Vorliegender Text —
Protokoll der Sitzung vom 15.03.2006

(Vereinzelt Beifall bei der FDP – Beifall des Abg. Prof. Dr. Peter Porsch, Linksfraktion.PDS)

Herr Jurk hat selbst gesagt, wie er sich in seiner Partei dafür eingesetzt hat. Wir wollen nichts anderes, als dass wir als Landtag des Freistaates Sachsen die Regierung auffordern, dies auch weiterhin zu tun. Ich kann mir nicht vorstellen, Frau Hermenau, wie man ernsthaft dagegen sein kann.

Vielen Dank.

(Vereinzelt Beifall bei der FDP – Beifall des Abg. Prof. Dr. Peter Porsch, Linksfraktion.PDS – Zuruf der Abg. Antje Hermenau, GRÜNE)

Das zweite Schlusswort hat Frau Mattern für die Linksfraktion.PDS. Bitte.

Herr Präsident! Meine Damen und Herren! Bei Frau Hermenau hat man den Eindruck, sie sei nach wie vor Mitglied des Haushaltsausschusses des Bundestages und nicht Abgeordnete des Sächsischen Landtages. Oder muss man die Reden, die sie hier zu Gehör bringt, vielleicht als ihre persönliche Empfehlung auffassen, sich zur Finanzministerin dieses Landes zu machen? Das verwundert mich dann schon sehr. Wenn es die GRÜNEN nicht einmal mehr in eine einzige Landesregierung schaffen, dann ist der Auftritt hier etwas sehr verhoben.

(Widerspruch bei den GRÜNEN – Antje Hermenau, GRÜNE: Das schon wieder! – Zuruf von der SPD: Zur Sache!)

Meine Damen und Herren! Die GRÜNEN haben im Bundestag, als sie noch Einfluss auf die Vergabe dieser Mittel hatten, jederzeit dafür gestanden, dass die Mittel für den Aufbau Ost, die Mittel für die Gemeinschaftsaufgabe usw. für den Osten gekürzt werden. Ich kann Ihnen reihenweise Anträge vorlegen, die eindeutig die westdeutsche Klientel bedient und den Osten aus den Augen verloren haben. Das war allerdings noch zu einer Zeit, als sie nicht in Landtagen vertreten waren, zumindest nicht hier in Sachsen. Das spricht eine sehr deutliche Sprache. Ich habe Ihren Redebeitrag, Frau Hermenau, so verstanden, dass Sie der Kürzung der GA-Mittel zustimmen und das für in Ordnung halten.

Aufgabenstellung — Wer hält laut dem Sitzungsprotokoll das zweite Schlusswort, und für welche Fraktion spricht diese Person?

Vorliegende Zeilen —
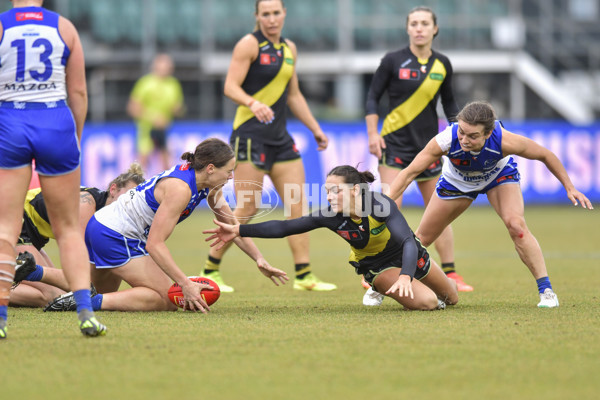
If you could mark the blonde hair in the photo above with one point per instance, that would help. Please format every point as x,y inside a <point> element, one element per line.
<point>134,174</point>
<point>211,151</point>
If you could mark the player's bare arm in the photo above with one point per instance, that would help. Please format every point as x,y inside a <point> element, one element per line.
<point>527,148</point>
<point>425,158</point>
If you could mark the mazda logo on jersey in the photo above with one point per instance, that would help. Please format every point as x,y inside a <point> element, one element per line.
<point>350,235</point>
<point>458,161</point>
<point>409,74</point>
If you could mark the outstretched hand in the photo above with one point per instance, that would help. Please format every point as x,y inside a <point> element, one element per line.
<point>403,286</point>
<point>272,273</point>
<point>576,196</point>
<point>223,234</point>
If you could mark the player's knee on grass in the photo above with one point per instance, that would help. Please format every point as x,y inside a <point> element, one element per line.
<point>516,227</point>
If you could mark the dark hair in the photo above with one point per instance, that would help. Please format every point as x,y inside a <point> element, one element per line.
<point>256,27</point>
<point>352,175</point>
<point>135,174</point>
<point>211,151</point>
<point>479,112</point>
<point>426,9</point>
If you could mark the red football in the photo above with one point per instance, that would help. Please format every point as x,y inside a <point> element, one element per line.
<point>210,296</point>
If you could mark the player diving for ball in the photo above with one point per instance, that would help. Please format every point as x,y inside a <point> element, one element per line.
<point>126,240</point>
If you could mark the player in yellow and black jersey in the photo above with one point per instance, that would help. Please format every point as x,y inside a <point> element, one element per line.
<point>44,282</point>
<point>415,78</point>
<point>384,249</point>
<point>262,80</point>
<point>36,228</point>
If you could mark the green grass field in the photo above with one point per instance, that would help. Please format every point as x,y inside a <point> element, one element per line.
<point>267,342</point>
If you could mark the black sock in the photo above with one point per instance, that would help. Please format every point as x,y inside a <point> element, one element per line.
<point>211,265</point>
<point>302,270</point>
<point>448,268</point>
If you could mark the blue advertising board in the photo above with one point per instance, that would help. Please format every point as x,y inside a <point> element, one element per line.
<point>108,150</point>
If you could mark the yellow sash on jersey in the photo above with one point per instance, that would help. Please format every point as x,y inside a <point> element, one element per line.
<point>379,236</point>
<point>416,103</point>
<point>40,223</point>
<point>272,91</point>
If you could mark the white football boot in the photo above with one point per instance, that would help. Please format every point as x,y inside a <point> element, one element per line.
<point>372,298</point>
<point>548,299</point>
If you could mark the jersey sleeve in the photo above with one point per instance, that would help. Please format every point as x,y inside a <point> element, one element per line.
<point>379,84</point>
<point>280,229</point>
<point>444,139</point>
<point>402,234</point>
<point>137,93</point>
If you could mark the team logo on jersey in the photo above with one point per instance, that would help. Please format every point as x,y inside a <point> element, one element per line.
<point>267,59</point>
<point>434,164</point>
<point>350,235</point>
<point>409,74</point>
<point>462,163</point>
<point>26,16</point>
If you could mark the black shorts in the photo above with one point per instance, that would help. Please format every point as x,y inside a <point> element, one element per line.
<point>262,155</point>
<point>159,138</point>
<point>423,267</point>
<point>393,156</point>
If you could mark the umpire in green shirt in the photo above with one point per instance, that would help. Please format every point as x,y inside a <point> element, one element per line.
<point>155,100</point>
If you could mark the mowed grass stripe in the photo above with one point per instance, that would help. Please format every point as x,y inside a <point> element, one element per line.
<point>273,342</point>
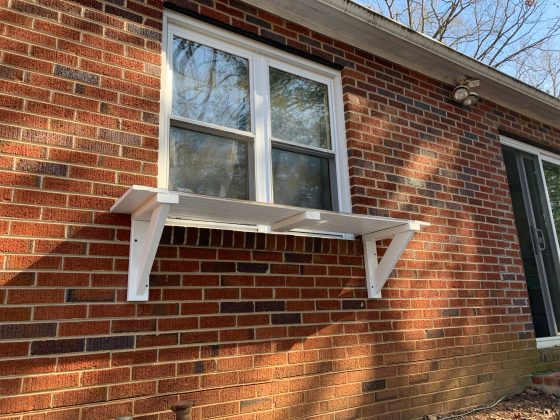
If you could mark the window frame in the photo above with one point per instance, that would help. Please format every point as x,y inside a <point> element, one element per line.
<point>259,140</point>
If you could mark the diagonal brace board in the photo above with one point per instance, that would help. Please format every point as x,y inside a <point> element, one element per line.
<point>148,222</point>
<point>151,207</point>
<point>378,272</point>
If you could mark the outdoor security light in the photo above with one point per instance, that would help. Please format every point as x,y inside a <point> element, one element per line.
<point>462,92</point>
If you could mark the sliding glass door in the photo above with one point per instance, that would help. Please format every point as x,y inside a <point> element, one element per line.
<point>535,193</point>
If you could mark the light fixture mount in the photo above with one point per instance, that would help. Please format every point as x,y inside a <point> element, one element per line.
<point>462,92</point>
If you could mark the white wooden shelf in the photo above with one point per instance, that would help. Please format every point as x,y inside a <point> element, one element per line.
<point>152,208</point>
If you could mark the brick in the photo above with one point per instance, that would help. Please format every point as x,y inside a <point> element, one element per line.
<point>9,314</point>
<point>23,119</point>
<point>81,396</point>
<point>57,346</point>
<point>78,75</point>
<point>32,9</point>
<point>83,328</point>
<point>10,386</point>
<point>45,168</point>
<point>105,376</point>
<point>287,318</point>
<point>50,382</point>
<point>35,296</point>
<point>24,403</point>
<point>27,63</point>
<point>11,331</point>
<point>109,343</point>
<point>90,295</point>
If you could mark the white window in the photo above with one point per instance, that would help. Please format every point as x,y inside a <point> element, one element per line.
<point>245,121</point>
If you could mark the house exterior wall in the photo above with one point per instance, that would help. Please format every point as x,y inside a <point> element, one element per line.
<point>246,325</point>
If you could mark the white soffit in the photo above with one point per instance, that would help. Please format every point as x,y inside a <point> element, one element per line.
<point>355,25</point>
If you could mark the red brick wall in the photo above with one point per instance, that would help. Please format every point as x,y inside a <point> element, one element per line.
<point>247,325</point>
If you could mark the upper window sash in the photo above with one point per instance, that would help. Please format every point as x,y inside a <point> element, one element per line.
<point>260,58</point>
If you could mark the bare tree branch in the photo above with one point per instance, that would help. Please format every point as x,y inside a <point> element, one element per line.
<point>505,34</point>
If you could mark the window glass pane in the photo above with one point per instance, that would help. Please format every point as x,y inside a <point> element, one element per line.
<point>210,85</point>
<point>552,176</point>
<point>299,109</point>
<point>206,164</point>
<point>301,180</point>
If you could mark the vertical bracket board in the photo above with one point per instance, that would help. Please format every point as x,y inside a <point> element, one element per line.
<point>147,223</point>
<point>150,207</point>
<point>378,272</point>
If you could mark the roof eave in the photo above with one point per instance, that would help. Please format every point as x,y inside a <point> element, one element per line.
<point>369,31</point>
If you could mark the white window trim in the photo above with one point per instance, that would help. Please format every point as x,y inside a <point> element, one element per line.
<point>546,156</point>
<point>548,342</point>
<point>260,58</point>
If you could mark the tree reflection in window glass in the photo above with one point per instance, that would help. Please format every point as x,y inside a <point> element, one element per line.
<point>210,85</point>
<point>301,180</point>
<point>552,176</point>
<point>206,164</point>
<point>300,109</point>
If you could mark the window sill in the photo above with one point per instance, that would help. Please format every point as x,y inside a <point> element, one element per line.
<point>151,209</point>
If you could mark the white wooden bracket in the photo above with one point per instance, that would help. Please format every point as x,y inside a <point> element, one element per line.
<point>151,207</point>
<point>147,223</point>
<point>378,272</point>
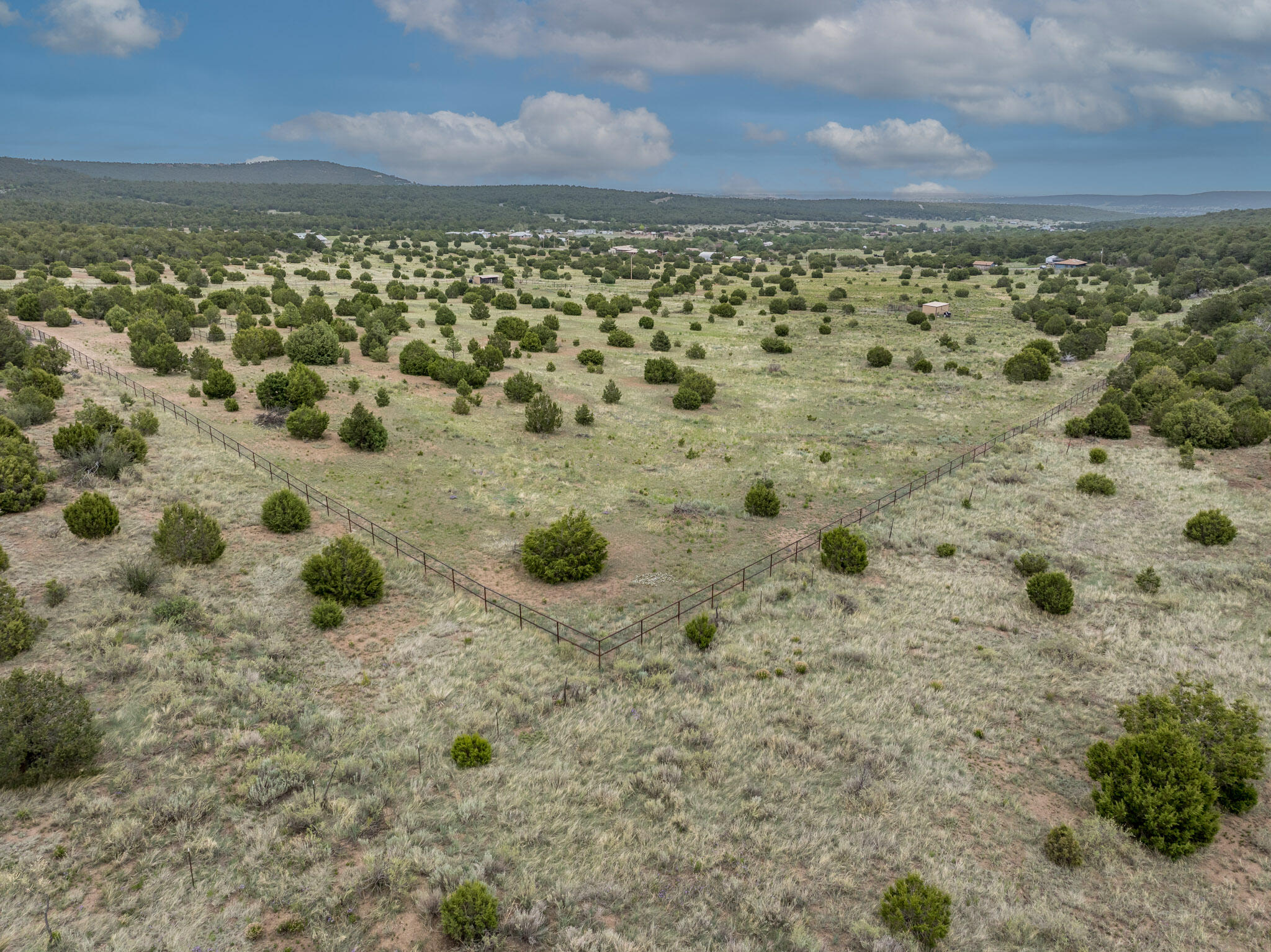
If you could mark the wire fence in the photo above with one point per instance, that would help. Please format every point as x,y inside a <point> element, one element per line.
<point>595,645</point>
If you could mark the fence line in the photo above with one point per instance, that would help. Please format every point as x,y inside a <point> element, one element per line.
<point>595,645</point>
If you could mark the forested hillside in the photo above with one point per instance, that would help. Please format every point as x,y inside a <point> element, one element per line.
<point>43,191</point>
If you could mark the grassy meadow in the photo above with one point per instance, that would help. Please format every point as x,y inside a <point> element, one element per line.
<point>468,488</point>
<point>256,772</point>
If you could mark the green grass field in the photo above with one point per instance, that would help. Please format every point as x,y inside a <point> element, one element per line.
<point>468,488</point>
<point>258,772</point>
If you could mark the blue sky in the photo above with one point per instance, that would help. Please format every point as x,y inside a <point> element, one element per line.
<point>816,97</point>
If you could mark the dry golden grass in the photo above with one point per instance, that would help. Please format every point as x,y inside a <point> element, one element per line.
<point>671,800</point>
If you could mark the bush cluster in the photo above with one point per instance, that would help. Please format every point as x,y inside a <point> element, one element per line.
<point>568,550</point>
<point>1030,565</point>
<point>1096,485</point>
<point>46,730</point>
<point>327,614</point>
<point>18,627</point>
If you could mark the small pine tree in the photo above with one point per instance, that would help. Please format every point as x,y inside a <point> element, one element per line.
<point>470,750</point>
<point>346,572</point>
<point>1062,847</point>
<point>1210,528</point>
<point>285,513</point>
<point>469,913</point>
<point>761,500</point>
<point>186,536</point>
<point>364,430</point>
<point>1051,591</point>
<point>701,631</point>
<point>92,516</point>
<point>914,907</point>
<point>542,415</point>
<point>843,550</point>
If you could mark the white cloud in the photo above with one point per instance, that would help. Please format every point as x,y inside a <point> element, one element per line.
<point>924,148</point>
<point>106,27</point>
<point>556,137</point>
<point>925,190</point>
<point>759,133</point>
<point>1201,106</point>
<point>739,184</point>
<point>1092,66</point>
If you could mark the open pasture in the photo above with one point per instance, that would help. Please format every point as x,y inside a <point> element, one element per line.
<point>664,486</point>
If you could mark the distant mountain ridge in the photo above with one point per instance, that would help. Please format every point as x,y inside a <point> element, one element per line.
<point>1156,205</point>
<point>275,172</point>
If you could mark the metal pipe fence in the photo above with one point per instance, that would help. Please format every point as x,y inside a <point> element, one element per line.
<point>595,645</point>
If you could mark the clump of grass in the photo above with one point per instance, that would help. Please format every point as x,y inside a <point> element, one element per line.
<point>910,905</point>
<point>701,631</point>
<point>1062,847</point>
<point>137,575</point>
<point>55,593</point>
<point>470,750</point>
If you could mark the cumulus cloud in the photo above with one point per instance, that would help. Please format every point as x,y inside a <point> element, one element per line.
<point>106,27</point>
<point>925,190</point>
<point>556,137</point>
<point>924,148</point>
<point>1092,66</point>
<point>759,133</point>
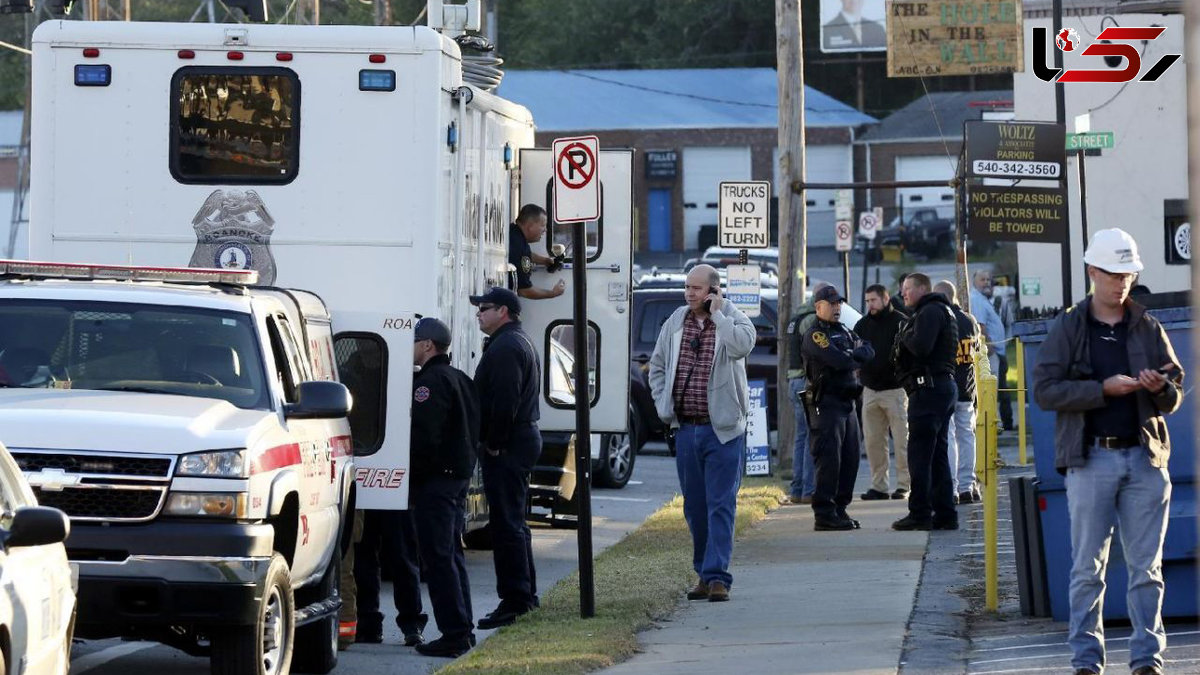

Ergebnis — Frau Mattern hält das zweite Schlusswort für die Linksfraktion.PDS.